### 依頼:
「BATCH JOB #4092 — Object class: swimmer's」を含む行から「[[0, 85, 400, 266]]」を含む行までを、両端の行も含めて「番号」と「内容」の二列からなるMarkdownの表に表す。空行は入れない。

記録データ:

----

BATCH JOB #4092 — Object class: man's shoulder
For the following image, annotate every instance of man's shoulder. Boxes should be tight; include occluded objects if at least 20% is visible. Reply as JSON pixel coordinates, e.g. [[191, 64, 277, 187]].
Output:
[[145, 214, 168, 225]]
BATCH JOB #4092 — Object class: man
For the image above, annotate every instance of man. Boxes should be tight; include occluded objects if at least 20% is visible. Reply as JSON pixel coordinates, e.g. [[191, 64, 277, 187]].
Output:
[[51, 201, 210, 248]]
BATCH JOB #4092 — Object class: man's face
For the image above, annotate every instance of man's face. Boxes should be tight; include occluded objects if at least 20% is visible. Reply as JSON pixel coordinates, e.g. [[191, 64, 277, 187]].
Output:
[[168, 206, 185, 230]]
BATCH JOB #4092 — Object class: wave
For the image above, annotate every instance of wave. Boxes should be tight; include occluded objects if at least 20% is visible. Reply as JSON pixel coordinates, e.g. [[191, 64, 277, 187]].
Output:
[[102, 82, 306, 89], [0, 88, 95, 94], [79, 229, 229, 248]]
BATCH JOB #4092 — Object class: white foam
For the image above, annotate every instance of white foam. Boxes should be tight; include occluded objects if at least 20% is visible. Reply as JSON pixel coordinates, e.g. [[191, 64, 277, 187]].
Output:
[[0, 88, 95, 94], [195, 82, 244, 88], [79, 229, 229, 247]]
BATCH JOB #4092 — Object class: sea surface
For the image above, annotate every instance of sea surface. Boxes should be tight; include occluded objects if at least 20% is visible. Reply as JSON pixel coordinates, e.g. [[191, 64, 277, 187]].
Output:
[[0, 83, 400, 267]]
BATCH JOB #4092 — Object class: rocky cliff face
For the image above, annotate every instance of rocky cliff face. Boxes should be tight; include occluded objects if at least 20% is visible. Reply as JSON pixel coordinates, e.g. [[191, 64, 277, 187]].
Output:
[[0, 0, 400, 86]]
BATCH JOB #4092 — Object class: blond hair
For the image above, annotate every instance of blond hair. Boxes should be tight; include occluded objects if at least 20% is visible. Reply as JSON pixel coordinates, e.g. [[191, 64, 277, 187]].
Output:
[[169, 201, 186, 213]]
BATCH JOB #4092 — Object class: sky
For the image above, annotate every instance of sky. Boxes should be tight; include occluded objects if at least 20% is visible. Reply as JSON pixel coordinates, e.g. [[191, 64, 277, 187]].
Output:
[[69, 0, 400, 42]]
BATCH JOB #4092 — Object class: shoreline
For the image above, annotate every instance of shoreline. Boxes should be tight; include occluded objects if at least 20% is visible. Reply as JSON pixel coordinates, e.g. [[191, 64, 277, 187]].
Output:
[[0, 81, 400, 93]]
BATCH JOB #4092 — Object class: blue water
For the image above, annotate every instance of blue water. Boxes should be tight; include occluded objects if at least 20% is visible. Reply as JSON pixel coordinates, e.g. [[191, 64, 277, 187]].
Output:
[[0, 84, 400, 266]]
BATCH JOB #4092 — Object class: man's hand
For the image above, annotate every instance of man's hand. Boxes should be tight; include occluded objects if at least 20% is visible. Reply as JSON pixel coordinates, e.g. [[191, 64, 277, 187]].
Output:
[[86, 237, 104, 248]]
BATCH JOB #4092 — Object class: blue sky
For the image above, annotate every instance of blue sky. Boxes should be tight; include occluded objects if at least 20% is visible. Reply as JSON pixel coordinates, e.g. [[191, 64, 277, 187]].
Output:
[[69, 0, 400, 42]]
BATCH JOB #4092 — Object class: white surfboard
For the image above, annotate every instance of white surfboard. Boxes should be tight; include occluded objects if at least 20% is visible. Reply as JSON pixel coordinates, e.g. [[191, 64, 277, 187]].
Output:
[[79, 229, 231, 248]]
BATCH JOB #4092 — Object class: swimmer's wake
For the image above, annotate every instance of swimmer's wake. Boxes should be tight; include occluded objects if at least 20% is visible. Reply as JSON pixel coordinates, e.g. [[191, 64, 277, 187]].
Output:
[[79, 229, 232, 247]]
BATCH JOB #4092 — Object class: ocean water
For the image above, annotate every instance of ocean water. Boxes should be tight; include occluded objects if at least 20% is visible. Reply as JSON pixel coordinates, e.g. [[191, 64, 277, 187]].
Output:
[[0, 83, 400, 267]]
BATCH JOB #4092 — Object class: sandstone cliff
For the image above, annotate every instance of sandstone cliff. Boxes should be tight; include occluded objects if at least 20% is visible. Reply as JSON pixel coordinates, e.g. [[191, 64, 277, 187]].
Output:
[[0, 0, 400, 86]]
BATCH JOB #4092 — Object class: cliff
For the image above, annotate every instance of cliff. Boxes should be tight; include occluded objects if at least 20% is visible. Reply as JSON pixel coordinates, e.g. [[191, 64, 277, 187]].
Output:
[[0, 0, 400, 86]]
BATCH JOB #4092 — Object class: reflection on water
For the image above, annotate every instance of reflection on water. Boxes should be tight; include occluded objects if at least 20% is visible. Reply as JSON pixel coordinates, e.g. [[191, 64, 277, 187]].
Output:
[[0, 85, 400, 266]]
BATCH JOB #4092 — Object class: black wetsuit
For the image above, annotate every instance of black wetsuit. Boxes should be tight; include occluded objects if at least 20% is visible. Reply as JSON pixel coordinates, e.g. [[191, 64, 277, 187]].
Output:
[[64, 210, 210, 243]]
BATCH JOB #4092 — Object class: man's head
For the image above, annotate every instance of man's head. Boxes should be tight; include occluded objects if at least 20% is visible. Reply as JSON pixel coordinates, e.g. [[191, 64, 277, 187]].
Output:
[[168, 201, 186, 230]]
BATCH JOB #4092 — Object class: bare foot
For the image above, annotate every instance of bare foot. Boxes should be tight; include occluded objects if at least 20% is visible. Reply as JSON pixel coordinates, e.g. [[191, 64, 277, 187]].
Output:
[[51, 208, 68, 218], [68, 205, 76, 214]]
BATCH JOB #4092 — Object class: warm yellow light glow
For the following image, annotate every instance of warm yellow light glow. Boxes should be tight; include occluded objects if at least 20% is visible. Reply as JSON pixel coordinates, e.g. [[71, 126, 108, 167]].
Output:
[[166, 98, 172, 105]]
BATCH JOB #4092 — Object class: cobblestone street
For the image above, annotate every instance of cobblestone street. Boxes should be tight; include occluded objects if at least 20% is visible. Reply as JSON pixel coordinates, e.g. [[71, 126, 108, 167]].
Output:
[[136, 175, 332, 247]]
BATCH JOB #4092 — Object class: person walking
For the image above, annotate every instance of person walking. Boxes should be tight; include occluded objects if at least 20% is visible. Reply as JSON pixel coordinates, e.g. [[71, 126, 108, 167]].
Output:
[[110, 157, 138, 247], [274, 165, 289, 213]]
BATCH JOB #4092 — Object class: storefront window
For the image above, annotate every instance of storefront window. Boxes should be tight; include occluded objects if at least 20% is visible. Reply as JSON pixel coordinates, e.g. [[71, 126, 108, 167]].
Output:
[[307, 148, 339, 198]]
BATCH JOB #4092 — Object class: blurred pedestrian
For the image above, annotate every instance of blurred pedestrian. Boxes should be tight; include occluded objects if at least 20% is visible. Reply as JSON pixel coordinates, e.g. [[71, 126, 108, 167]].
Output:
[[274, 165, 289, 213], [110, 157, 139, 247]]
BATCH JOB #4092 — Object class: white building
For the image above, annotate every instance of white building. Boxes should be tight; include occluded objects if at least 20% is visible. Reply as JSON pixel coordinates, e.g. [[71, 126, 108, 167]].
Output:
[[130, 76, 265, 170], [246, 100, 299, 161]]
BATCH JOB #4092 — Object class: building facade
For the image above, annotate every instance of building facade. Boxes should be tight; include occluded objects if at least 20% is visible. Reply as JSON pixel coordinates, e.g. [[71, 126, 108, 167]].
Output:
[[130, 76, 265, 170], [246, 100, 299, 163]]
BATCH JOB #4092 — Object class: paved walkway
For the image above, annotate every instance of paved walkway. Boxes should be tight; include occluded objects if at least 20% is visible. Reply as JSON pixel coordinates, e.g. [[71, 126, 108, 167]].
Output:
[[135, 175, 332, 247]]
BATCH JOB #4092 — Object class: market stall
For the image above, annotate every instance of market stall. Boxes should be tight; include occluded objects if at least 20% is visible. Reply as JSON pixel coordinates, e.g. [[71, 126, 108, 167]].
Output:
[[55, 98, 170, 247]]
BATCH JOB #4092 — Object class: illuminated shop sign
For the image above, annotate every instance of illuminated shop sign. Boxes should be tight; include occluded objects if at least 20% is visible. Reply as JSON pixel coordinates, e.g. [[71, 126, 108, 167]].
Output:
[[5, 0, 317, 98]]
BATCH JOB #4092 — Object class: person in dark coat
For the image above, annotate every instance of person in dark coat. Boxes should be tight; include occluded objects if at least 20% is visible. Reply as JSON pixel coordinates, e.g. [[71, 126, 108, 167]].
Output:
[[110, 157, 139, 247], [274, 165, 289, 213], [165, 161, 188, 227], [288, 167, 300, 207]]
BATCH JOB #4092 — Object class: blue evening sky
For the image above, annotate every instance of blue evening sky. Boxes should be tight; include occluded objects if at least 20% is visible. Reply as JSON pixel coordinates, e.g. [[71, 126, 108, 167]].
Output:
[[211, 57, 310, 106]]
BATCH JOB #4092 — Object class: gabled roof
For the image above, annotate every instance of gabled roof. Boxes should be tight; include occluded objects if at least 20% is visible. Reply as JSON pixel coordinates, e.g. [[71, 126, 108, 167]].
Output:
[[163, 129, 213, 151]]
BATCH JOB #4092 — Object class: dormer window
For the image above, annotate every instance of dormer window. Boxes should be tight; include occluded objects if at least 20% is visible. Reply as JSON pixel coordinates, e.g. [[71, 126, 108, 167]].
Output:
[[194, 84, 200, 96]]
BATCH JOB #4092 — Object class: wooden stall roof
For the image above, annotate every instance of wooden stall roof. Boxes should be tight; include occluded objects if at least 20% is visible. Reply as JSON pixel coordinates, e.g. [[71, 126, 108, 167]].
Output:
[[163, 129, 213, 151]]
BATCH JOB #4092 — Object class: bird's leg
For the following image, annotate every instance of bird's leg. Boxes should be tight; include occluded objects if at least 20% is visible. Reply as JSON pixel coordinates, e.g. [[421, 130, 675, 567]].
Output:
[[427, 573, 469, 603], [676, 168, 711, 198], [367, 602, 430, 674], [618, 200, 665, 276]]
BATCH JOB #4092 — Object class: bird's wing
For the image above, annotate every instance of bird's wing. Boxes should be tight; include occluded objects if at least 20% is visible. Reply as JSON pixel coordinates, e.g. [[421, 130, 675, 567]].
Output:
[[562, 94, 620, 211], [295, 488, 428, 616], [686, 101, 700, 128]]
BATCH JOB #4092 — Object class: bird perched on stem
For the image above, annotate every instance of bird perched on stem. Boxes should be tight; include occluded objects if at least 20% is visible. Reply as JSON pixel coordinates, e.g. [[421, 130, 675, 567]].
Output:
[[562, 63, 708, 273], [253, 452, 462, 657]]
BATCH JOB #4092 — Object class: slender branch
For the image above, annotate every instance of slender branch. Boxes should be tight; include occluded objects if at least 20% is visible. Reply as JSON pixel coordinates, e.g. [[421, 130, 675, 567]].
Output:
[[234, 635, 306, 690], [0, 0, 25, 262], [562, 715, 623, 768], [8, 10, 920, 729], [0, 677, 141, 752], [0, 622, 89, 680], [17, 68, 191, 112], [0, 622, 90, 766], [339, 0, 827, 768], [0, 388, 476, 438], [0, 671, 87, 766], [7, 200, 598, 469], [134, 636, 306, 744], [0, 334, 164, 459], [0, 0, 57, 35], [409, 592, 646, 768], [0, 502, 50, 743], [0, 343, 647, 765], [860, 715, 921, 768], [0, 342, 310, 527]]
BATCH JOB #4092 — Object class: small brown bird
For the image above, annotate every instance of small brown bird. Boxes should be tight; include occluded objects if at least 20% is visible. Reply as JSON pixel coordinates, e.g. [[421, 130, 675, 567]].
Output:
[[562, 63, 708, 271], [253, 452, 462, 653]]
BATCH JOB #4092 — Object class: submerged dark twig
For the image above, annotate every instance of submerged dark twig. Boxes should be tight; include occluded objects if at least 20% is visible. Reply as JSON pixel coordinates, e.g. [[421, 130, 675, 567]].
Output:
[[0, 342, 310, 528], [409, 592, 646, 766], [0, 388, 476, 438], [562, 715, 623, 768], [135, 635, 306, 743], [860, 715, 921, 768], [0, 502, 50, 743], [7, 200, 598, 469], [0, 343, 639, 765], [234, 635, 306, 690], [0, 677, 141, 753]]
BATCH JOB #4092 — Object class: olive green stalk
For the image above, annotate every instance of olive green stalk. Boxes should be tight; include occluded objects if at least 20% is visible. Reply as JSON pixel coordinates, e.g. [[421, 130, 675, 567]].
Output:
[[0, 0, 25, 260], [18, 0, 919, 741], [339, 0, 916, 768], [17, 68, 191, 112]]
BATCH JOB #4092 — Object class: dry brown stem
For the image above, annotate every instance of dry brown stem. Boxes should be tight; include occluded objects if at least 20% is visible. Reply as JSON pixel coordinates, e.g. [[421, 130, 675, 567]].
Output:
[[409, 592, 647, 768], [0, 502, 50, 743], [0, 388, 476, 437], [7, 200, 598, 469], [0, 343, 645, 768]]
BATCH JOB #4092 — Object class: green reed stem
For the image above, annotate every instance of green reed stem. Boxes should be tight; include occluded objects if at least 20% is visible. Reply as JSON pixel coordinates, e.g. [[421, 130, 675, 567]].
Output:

----

### 出力結果:
| 番号 | 内容 |
|---|---|
| 1 | BATCH JOB #4092 — Object class: swimmer's wake |
| 2 | For the image above, annotate every instance of swimmer's wake. Boxes should be tight; include occluded objects if at least 20% is visible. Reply as JSON pixel coordinates, e.g. [[191, 64, 277, 187]]. |
| 3 | Output: |
| 4 | [[79, 229, 232, 247]] |
| 5 | BATCH JOB #4092 — Object class: ocean water |
| 6 | For the image above, annotate every instance of ocean water. Boxes should be tight; include occluded objects if at least 20% is visible. Reply as JSON pixel coordinates, e.g. [[191, 64, 277, 187]]. |
| 7 | Output: |
| 8 | [[0, 83, 400, 267]] |
| 9 | BATCH JOB #4092 — Object class: sandstone cliff |
| 10 | For the image above, annotate every instance of sandstone cliff. Boxes should be tight; include occluded objects if at least 20% is visible. Reply as JSON pixel coordinates, e.g. [[191, 64, 277, 187]]. |
| 11 | Output: |
| 12 | [[0, 0, 400, 86]] |
| 13 | BATCH JOB #4092 — Object class: cliff |
| 14 | For the image above, annotate every instance of cliff. Boxes should be tight; include occluded objects if at least 20% is visible. Reply as JSON pixel coordinates, e.g. [[191, 64, 277, 187]]. |
| 15 | Output: |
| 16 | [[0, 0, 400, 86]] |
| 17 | BATCH JOB #4092 — Object class: reflection on water |
| 18 | For the image above, annotate every instance of reflection on water. Boxes should be tight; include occluded objects if at least 20% is visible. Reply as JSON pixel coordinates, e.g. [[191, 64, 277, 187]]. |
| 19 | Output: |
| 20 | [[0, 85, 400, 266]] |